**Requests**
1) Revise the mailing-list post starting with "[ih] How TCP" and going on through "management and pols.", changing "management" to "executives".
2) Write the next part of the mailing-list post about how TCP and the Internet spread outside the US, picking up after its last line.
[START Text]
[ih] How TCP and the Internet "won" outside of the US?
Brian E Carpenter
brian.e.carpenter at gmail.com
Wed Jul 24 14:01:54 PDT 2024
The techies knew it 5 years before the management and pols.
Regards
Brian Carpenter
On 25-Jul-24 08:42, Miles Fidelman via Internet-history wrote:
> As I understand it, it was the European Interop show. All the OSI folks
> were promising "real soon now." Meanwhile, all the TCP/IP stuff was on
> display, up and running in the shownet, and available for sales. So
> much for OSI.
>
> Miles Fidelman
>
>
> Jack Haverty via Internet-history wrote:
>> On 7/23/24 10:16, Gergely Buday via Internet-history wrote:
>>> Russia does not like the open Internet as they did not like Radio Free
>>> Europe.
>>>
>>> - Gergely
>>
>> I've always been curious about the adoption of the TCP-based Internet
>> as it spread outside the US.
[END Text]
[START Material shown]
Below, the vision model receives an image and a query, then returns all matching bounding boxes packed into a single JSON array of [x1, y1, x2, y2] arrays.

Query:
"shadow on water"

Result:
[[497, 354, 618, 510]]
[END Material shown]
**Results**
1)
[ih] How TCP and the Internet "won" outside of the US?
Brian E Carpenter
brian.e.carpenter at gmail.com
Wed Jul 24 14:01:54 PDT 2024
The techies knew it 5 years before the executives and pols.

2)
>>
>> Inside the US, the Internet, and TCP, was characterized as "an
>> Experiment". It might provide research insights, but the "real" next
>> generation system was being aggressively developed by big
>> corporations, perhaps to evolve into some kind of OSI standards-based
>> data communications infrastructure for the world - much as the
>> telephone, telegraph, postal, and other such older global
>> communications infrastructures had evolved.
>>
>> The perception of the Internet as just "an experiment" made it of
>> little relevance to the competitors, both corporations and standards
>> bodies, that were battling to define the actual next generation. Thus,
>> as just an Experiment, the Internet got little attention from
>> corporate or political interests. It grew on its own and likely
>> surprised a lot of people when it exploded and dominated, especially
>> through the 1990s after the Web appeared and provided content and
>> services interesting to the general public.
>>
>> I've always assumed that the Internet grew outside the US much as it
>> had grown inside. But is that true?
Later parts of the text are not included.